YOUR GOAL: Please copy out the BioCause corpus text below word for word, from its title to its final sentence.

BioCause Corpus


Biomedical corpora annotated with event-level information represent an important resource for domain-specific information extraction (IE) systems. However, bio-event annotation alone cannot cater for all the needs of biologists. Unlike work on relation and event extraction, most of which focusses on specific events and named entities, we aim to build a comprehensive resource, covering all statements of causal association present in discourse. Causality lies at the heart of biomedical knowledge, such as diagnosis, pathology or systems biology, and, thus, automatic causality recognition can greatly reduce the human workload by suggesting possible causal connections and aiding in the curation of pathway models. A biomedical text corpus annotated with such relations is, hence, crucial for developing and evaluating biomedical text mining.

BioCause annotation scheme

We have defined an annotation scheme that aims to enrich events in the ID event corpus (as well as other corpora annotated with biomedical events) with causality relations. This schema has subsequently been used to annotate 851 causal relations to form BioCause, a collection of open-access full-text biomedical journal articles belonging to the subdomain of infectious diseases. These documents have been pre-annotated with named entity and event information in the context of a previous shared task, BioNLP 2011 ST ID.

The BioNLP 2011 ST ID corpus consists of 19 full-text documents that have been manually annotated with biomedical entities and events. The annotations provide classified, structured representations of relationships between biomedical terms, and as such, the corpus consitututes a valuable resource for the training of IE systems.

SOURCE MATERIAL:

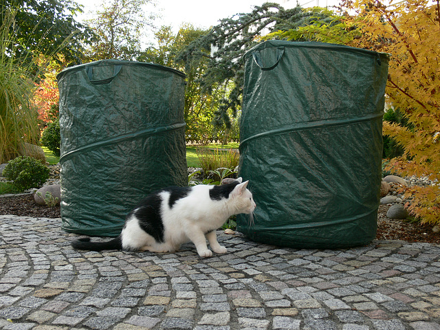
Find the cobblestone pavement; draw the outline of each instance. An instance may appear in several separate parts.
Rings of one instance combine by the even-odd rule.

RESULT OF THE TASK:
BioCause Corpus


Biomedical corpora annotated with event-level information represent an important resource for domain-specific information extraction (IE) systems. However, bio-event annotation alone cannot cater for all the needs of biologists. Unlike work on relation and event extraction, most of which focusses on specific events and named entities, we aim to build a comprehensive resource, covering all statements of causal association present in discourse. Causality lies at the heart of biomedical knowledge, such as diagnosis, pathology or systems biology, and, thus, automatic causality recognition can greatly reduce the human workload by suggesting possible causal connections and aiding in the curation of pathway models. A biomedical text corpus annotated with such relations is, hence, crucial for developing and evaluating biomedical text mining.

BioCause annotation scheme

We have defined an annotation scheme that aims to enrich events in the ID event corpus (as well as other corpora annotated with biomedical events) with causality relations. This schema has subsequently been used to annotate 851 causal relations to form BioCause, a collection of open-access full-text biomedical journal articles belonging to the subdomain of infectious diseases. These documents have been pre-annotated with named entity and event information in the context of a previous shared task, BioNLP 2011 ST ID.

The BioNLP 2011 ST ID corpus consists of 19 full-text documents that have been manually annotated with biomedical entities and events. The annotations provide classified, structured representations of relationships between biomedical terms, and as such, the corpus consitututes a valuable resource for the training of IE systems.